* [Problem to solve]: Put every line of the rows below into a Markdown table with the columns No. and Entry, numbering each line and skipping blank ones. Leave the pictures out of the table.

═════ Data for processing ═════

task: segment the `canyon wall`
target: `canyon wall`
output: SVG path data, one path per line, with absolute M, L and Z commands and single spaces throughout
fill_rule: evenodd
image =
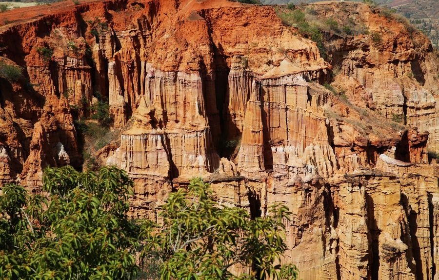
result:
M 288 206 L 302 279 L 437 279 L 437 51 L 366 5 L 319 5 L 383 43 L 326 34 L 325 61 L 275 7 L 225 0 L 2 13 L 1 61 L 24 77 L 0 78 L 0 180 L 38 192 L 48 165 L 86 169 L 78 121 L 99 95 L 119 133 L 92 156 L 134 180 L 132 217 L 202 177 L 252 217 Z

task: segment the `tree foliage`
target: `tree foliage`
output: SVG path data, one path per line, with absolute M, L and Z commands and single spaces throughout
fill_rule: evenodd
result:
M 22 78 L 22 68 L 20 66 L 0 61 L 0 77 L 6 79 L 10 82 L 16 82 Z
M 163 224 L 144 228 L 142 255 L 158 256 L 162 280 L 296 279 L 295 266 L 279 264 L 289 212 L 279 205 L 270 212 L 252 219 L 243 209 L 221 206 L 208 184 L 193 179 L 161 206 Z M 236 268 L 243 272 L 234 273 Z
M 139 227 L 126 216 L 133 193 L 115 167 L 48 168 L 49 200 L 6 184 L 0 196 L 0 276 L 8 279 L 125 279 L 135 275 Z

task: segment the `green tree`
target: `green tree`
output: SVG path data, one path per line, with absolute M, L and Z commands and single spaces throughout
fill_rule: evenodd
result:
M 269 212 L 251 219 L 244 209 L 219 204 L 208 184 L 193 179 L 161 206 L 162 225 L 143 226 L 141 255 L 159 260 L 163 280 L 296 279 L 294 265 L 279 264 L 289 212 L 279 205 Z M 234 273 L 234 266 L 244 272 Z
M 46 168 L 47 200 L 6 184 L 0 195 L 0 276 L 7 279 L 128 279 L 140 227 L 128 219 L 132 181 L 115 167 Z

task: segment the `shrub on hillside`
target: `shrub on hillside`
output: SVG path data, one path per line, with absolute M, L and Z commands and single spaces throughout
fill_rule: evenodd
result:
M 37 51 L 43 58 L 44 61 L 48 61 L 52 59 L 53 55 L 53 50 L 46 47 L 37 48 Z
M 244 4 L 255 4 L 256 5 L 262 4 L 259 0 L 236 0 L 236 1 Z

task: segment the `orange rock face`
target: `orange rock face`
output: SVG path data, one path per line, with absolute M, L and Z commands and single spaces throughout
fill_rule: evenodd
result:
M 0 78 L 2 182 L 38 192 L 45 166 L 80 169 L 74 124 L 99 92 L 121 132 L 94 156 L 134 180 L 133 217 L 157 219 L 171 192 L 201 176 L 253 217 L 288 206 L 285 260 L 303 279 L 438 277 L 428 152 L 439 151 L 439 60 L 425 37 L 365 5 L 319 4 L 383 34 L 380 46 L 326 34 L 331 65 L 272 7 L 81 3 L 0 16 L 25 16 L 0 27 L 2 61 L 23 73 Z

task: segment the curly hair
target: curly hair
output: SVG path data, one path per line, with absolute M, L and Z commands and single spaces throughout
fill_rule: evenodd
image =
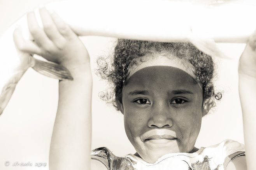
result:
M 110 87 L 105 92 L 100 93 L 99 97 L 112 103 L 118 110 L 117 102 L 122 103 L 122 92 L 129 76 L 129 68 L 138 64 L 138 61 L 143 62 L 143 57 L 145 55 L 157 54 L 172 54 L 191 63 L 193 67 L 195 80 L 202 85 L 204 101 L 207 101 L 211 107 L 215 106 L 214 99 L 221 99 L 221 93 L 214 93 L 212 81 L 214 66 L 212 57 L 192 43 L 122 39 L 117 40 L 111 65 L 107 61 L 109 56 L 101 56 L 97 60 L 96 73 L 103 79 L 107 80 Z

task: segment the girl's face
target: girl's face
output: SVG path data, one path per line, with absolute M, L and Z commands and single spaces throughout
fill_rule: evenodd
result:
M 168 153 L 190 152 L 202 117 L 202 90 L 192 71 L 176 57 L 158 57 L 131 70 L 119 104 L 128 138 L 150 163 Z

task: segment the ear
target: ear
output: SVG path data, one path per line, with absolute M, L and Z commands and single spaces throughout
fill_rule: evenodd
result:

═════

* [Answer to this task]:
| No. | Entry |
|---|---|
| 1 | task: segment the `canyon wall` |
| 2 | target: `canyon wall` |
| 3 | output: SVG path data, one path per line, with absolute M, L and Z commands and single spaces throughout |
| 4 | fill_rule: evenodd |
| 5 | image = |
| 6 | result: |
| 7 | M 288 206 L 302 279 L 437 279 L 437 51 L 366 5 L 319 5 L 383 43 L 326 34 L 325 61 L 275 7 L 225 0 L 2 13 L 1 61 L 24 77 L 0 78 L 0 180 L 38 192 L 48 165 L 86 169 L 78 121 L 99 95 L 119 133 L 92 156 L 134 180 L 132 217 L 202 177 L 252 217 Z |
| 8 | task: segment the `tree foliage` |
| 9 | target: `tree foliage` |
| 10 | output: SVG path data, one path per line, with absolute M, L and Z commands and single spaces throughout |
| 11 | fill_rule: evenodd |
| 12 | result: |
| 13 | M 22 78 L 22 68 L 20 66 L 0 61 L 0 77 L 6 79 L 10 82 L 16 82 Z |
| 14 | M 163 224 L 144 228 L 142 255 L 158 256 L 162 280 L 296 279 L 295 266 L 279 264 L 289 212 L 279 205 L 270 212 L 252 219 L 243 209 L 221 206 L 208 184 L 193 179 L 161 206 Z M 236 268 L 243 272 L 234 273 Z |
| 15 | M 139 227 L 126 216 L 133 193 L 115 167 L 48 168 L 49 200 L 6 184 L 0 196 L 0 276 L 8 279 L 125 279 L 135 275 Z |
| 16 | task: segment the `green tree` |
| 17 | target: `green tree` |
| 18 | output: SVG path data, one path per line, with absolute M, L and Z commands and single spaces throughout |
| 19 | fill_rule: evenodd |
| 20 | result: |
| 21 | M 269 212 L 251 219 L 244 209 L 219 204 L 208 184 L 193 179 L 161 206 L 162 225 L 143 226 L 141 255 L 159 260 L 163 280 L 296 279 L 294 265 L 279 264 L 289 212 L 279 205 Z M 234 273 L 234 266 L 244 272 Z |
| 22 | M 46 168 L 47 200 L 6 184 L 0 195 L 0 276 L 7 279 L 128 279 L 140 227 L 128 219 L 132 181 L 115 167 Z |
| 23 | task: segment the `shrub on hillside` |
| 24 | target: `shrub on hillside` |
| 25 | output: SVG path data, one path per line, with absolute M, L and Z commands and single spaces throughout |
| 26 | fill_rule: evenodd |
| 27 | result: |
| 28 | M 37 51 L 43 58 L 44 61 L 48 61 L 52 59 L 53 55 L 53 50 L 46 47 L 37 48 Z |
| 29 | M 244 4 L 255 4 L 256 5 L 262 4 L 259 0 L 236 0 L 236 1 Z |
| 30 | task: segment the `orange rock face` |
| 31 | target: `orange rock face` |
| 32 | output: SVG path data, one path per line, with absolute M, L and Z commands and single spaces throughout |
| 33 | fill_rule: evenodd |
| 34 | result: |
| 35 | M 0 78 L 2 182 L 38 192 L 45 166 L 80 169 L 74 124 L 99 92 L 121 132 L 94 156 L 134 180 L 133 217 L 157 219 L 171 192 L 201 176 L 253 217 L 288 206 L 285 260 L 303 279 L 438 277 L 428 152 L 439 151 L 439 60 L 425 37 L 365 5 L 319 4 L 383 34 L 380 46 L 326 34 L 331 65 L 272 7 L 81 3 L 0 16 L 25 16 L 0 27 L 2 61 L 23 73 Z |
| 36 | task: segment the curly hair |
| 37 | target: curly hair |
| 38 | output: SVG path data, one path per line, with absolute M, L and Z commands and single spaces throughout |
| 39 | fill_rule: evenodd |
| 40 | image = |
| 41 | result: |
| 42 | M 110 87 L 105 92 L 100 93 L 99 97 L 112 103 L 118 110 L 117 102 L 122 103 L 122 92 L 129 76 L 129 68 L 138 64 L 138 61 L 143 62 L 143 57 L 145 55 L 157 54 L 172 54 L 191 63 L 193 67 L 195 80 L 202 85 L 204 101 L 207 101 L 211 107 L 215 106 L 214 99 L 221 99 L 221 93 L 214 93 L 212 81 L 214 66 L 212 57 L 192 43 L 122 39 L 117 40 L 111 65 L 107 61 L 109 56 L 101 56 L 97 60 L 96 73 L 103 79 L 107 80 Z |
| 43 | task: segment the girl's face |
| 44 | target: girl's face |
| 45 | output: SVG path data, one path per line, with absolute M, L and Z commands and single spaces throughout |
| 46 | fill_rule: evenodd |
| 47 | result: |
| 48 | M 168 153 L 190 152 L 202 117 L 202 90 L 192 71 L 176 57 L 158 57 L 131 70 L 119 104 L 128 138 L 150 163 Z |
| 49 | task: segment the ear |
| 50 | target: ear |
| 51 | output: SVG path data, one path per line, with absolute M, L and Z commands and single spaces throughout |
| 52 | fill_rule: evenodd |
| 53 | result: |